** EXERCISE 1 **
In the listing, rewrite the stretch from the line containing "Target: vegetation" through the line containing "(1007, 179)" as a JSON list of strings, one string per line, leaving out blank lines.

----- TEXT -----

Friday, October 28, 2011

Takings Jurisprudence, NIMBYS, and Scalia's Hypothetical Highway

After slogging through the Mahon and Penn Central cases (booorrring), it's always a relief to start talking about Lucas v. South Carolina Coastal Council.  The reason is simple: Justice Scalia knows how to keep us entertained.  In particular, Scalia loves to get sassy in his footnotes.  I'm sure readers have their favorites, but one of mine is footnote 8 of the Lucas opinion, which in addition to being enjoyable, is also very illuminating.  I spend about 20 minutes of class time discussing this footnote and its implications for both takings law specifically and land use law more generally, including the intractable NIMBY problem.

-----

** EXERCISE 2 **
Answer these questions from the takings post:
(a) Which footnote of the Lucas opinion does the author name as a favorite?
(b) About how much class time does the author spend on that footnote?
(c) Which two cases come before the discussion of Lucas?

----- EXERCISE MATERIAL -----

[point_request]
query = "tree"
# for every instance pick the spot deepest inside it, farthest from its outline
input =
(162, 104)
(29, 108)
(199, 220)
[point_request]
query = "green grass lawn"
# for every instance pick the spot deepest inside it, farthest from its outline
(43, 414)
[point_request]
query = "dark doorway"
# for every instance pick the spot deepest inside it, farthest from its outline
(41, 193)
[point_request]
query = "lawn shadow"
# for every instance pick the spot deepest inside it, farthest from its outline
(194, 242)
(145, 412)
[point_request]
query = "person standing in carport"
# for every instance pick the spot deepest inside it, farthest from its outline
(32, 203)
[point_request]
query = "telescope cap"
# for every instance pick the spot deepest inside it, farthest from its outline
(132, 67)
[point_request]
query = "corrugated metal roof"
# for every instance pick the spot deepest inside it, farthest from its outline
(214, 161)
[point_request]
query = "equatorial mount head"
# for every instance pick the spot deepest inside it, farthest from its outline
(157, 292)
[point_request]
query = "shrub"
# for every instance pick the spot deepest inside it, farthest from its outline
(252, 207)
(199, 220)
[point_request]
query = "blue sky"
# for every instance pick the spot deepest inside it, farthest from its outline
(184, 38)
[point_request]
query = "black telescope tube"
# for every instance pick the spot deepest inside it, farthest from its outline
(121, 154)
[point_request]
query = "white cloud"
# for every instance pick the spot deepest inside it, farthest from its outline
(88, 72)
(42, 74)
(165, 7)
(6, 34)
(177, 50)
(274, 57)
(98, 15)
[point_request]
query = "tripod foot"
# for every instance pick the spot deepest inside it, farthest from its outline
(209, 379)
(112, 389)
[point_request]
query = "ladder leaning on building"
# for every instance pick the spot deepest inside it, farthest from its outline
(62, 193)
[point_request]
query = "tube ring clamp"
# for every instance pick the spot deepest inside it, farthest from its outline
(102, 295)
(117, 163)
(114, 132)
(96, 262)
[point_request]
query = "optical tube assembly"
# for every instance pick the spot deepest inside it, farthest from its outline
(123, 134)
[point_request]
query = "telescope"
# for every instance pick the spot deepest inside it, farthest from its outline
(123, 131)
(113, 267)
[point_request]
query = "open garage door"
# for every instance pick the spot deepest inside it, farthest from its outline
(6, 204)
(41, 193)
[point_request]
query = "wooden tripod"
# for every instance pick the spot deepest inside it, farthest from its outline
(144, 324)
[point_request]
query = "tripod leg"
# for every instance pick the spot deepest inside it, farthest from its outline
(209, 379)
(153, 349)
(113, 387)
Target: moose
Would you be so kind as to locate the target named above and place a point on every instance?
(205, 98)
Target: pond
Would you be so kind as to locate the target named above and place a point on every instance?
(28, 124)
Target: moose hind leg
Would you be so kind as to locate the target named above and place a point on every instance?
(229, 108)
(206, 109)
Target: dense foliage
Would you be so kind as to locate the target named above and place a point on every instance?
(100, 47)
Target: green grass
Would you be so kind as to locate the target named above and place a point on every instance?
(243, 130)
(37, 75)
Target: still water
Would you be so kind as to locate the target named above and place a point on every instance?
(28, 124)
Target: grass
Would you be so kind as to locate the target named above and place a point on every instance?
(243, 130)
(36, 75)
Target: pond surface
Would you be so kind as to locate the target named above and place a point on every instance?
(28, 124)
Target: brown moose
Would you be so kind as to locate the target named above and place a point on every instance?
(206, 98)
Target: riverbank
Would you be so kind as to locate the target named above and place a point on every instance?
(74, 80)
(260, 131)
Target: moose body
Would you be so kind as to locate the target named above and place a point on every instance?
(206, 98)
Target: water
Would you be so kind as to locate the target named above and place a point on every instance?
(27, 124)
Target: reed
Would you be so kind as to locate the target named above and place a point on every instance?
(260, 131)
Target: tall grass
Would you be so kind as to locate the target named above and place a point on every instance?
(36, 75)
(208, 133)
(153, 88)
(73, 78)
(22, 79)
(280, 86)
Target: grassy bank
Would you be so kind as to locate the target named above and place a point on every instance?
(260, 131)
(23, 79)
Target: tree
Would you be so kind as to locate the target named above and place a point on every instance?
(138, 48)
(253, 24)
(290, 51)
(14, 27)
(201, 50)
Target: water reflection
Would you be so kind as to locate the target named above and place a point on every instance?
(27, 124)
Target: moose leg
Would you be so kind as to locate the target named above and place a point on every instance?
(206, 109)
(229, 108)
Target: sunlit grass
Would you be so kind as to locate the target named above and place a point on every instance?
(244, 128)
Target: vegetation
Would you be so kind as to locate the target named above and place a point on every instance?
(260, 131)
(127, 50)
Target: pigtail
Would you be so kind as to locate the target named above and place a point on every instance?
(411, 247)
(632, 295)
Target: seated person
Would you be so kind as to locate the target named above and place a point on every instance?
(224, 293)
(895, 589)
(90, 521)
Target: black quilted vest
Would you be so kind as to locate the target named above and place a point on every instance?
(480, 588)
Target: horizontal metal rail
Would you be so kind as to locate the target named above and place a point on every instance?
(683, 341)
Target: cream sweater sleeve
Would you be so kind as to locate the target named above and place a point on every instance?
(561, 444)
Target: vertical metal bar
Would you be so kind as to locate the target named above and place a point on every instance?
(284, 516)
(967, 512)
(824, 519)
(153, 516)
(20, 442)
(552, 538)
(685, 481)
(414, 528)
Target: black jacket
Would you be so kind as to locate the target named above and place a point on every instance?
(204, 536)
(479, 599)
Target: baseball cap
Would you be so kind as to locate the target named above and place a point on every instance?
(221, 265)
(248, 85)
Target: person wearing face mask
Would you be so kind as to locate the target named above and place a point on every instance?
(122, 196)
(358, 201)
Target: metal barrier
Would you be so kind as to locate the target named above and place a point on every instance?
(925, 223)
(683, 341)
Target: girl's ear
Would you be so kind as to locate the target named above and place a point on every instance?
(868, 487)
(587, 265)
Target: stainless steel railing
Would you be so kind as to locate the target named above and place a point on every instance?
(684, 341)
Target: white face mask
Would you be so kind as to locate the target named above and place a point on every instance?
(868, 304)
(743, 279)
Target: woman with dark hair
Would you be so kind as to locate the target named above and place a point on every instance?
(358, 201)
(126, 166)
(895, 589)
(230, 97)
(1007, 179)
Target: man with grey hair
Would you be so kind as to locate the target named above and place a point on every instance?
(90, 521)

-----

** EXERCISE RESULT 1 **
[
  "Target: vegetation",
  "Would you be so kind as to locate the target named above and place a point on every instance?",
  "(260, 131)",
  "(127, 50)",
  "Target: pigtail",
  "Would you be so kind as to locate the target named above and place a point on every instance?",
  "(411, 247)",
  "(632, 295)",
  "Target: seated person",
  "Would you be so kind as to locate the target named above and place a point on every instance?",
  "(224, 293)",
  "(895, 589)",
  "(90, 521)",
  "Target: black quilted vest",
  "Would you be so kind as to locate the target named above and place a point on every instance?",
  "(480, 588)",
  "Target: horizontal metal rail",
  "Would you be so kind as to locate the target named above and place a point on every instance?",
  "(683, 341)",
  "Target: cream sweater sleeve",
  "Would you be so kind as to locate the target named above and place a point on every instance?",
  "(561, 444)",
  "Target: vertical metal bar",
  "Would you be so kind as to locate the target named above and place a point on every instance?",
  "(284, 516)",
  "(967, 512)",
  "(824, 519)",
  "(153, 516)",
  "(20, 442)",
  "(552, 538)",
  "(685, 481)",
  "(414, 528)",
  "Target: black jacket",
  "Would you be so kind as to locate the target named above and place a point on every instance?",
  "(204, 536)",
  "(479, 599)",
  "Target: baseball cap",
  "Would you be so kind as to locate the target named above and place a point on every instance?",
  "(221, 265)",
  "(248, 85)",
  "Target: person wearing face mask",
  "Would you be so kind as to locate the target named above and place a point on every instance?",
  "(122, 196)",
  "(358, 201)",
  "Target: metal barrier",
  "Would you be so kind as to locate the target named above and place a point on every instance?",
  "(925, 223)",
  "(683, 341)",
  "Target: girl's ear",
  "Would you be so kind as to locate the target named above and place a point on every instance?",
  "(868, 487)",
  "(587, 265)",
  "Target: stainless steel railing",
  "Would you be so kind as to locate the target named above and place a point on every instance?",
  "(684, 341)",
  "Target: white face mask",
  "Would you be so kind as to locate the target named above and place a point on every instance?",
  "(868, 304)",
  "(743, 279)",
  "Target: woman with dark hair",
  "Would you be so kind as to locate the target named above and place a point on every instance?",
  "(358, 201)",
  "(126, 166)",
  "(895, 589)",
  "(230, 97)",
  "(1007, 179)"
]

** EXERCISE RESULT 2 **
(a) Footnote 8
(b) About 20 minutes
(c) Mahon and Penn Central